-- START Material --

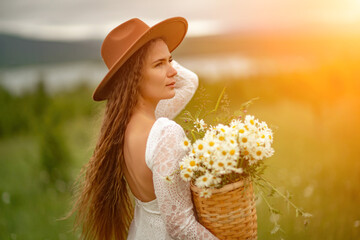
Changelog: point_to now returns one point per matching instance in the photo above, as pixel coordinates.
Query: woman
(139, 144)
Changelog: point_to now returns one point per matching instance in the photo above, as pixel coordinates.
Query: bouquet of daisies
(226, 158)
(226, 153)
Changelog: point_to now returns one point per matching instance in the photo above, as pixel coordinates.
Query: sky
(93, 19)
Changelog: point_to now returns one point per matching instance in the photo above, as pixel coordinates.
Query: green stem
(217, 103)
(282, 195)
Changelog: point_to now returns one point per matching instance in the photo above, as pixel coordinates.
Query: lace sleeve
(174, 198)
(186, 84)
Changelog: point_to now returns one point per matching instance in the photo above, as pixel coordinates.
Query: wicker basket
(230, 212)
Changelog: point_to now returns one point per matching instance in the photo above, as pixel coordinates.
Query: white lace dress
(171, 214)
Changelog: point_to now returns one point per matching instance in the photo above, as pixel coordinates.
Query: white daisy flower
(220, 164)
(186, 143)
(199, 147)
(259, 153)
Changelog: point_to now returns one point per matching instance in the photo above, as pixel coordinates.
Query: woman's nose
(172, 71)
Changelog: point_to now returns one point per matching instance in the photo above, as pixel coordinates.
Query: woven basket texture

-- END Material --

# Problem:
Pictures stay out of the copy; please restate every record above exactly.

# Output for this exercise:
Changelog: point_to now returns one point per matching instance in the photo above, as pixel coordinates.
Query: woman
(139, 144)
Changelog: point_to now returns one point per matching instance in the photo above, as pixel coordinates.
Query: bouquet of daisies
(226, 158)
(226, 153)
Changelog: point_to now returns one point per matching instance in the photo above, as pixel coordinates.
Query: sky
(93, 19)
Changelog: point_to now returns one point per matching instance in the photo above, as pixel coordinates.
Query: green stem
(217, 103)
(282, 195)
Changelog: point_to now returns one point per matching instance in the photo above, as pixel coordinates.
Query: lace sleeve
(174, 198)
(186, 84)
Changelog: point_to now returns one point per matching instance in the photo above, as pixel coordinates.
Query: wicker basket
(230, 212)
Changelog: point_to now returns one point per matching instance in the photo above, as pixel coordinates.
Query: white lace dress
(171, 214)
Changelog: point_to now returns one point per matching instance in the photo above, as pixel coordinates.
Query: white daisy flower
(220, 164)
(186, 143)
(199, 147)
(259, 153)
Changelog: point_to now returns one point per matching instance in the photo above, as pixel coordinates.
Query: woman's nose
(172, 71)
Changelog: point_to now returns one point per matching instance in the photo above, as pixel coordinates.
Query: woven basket texture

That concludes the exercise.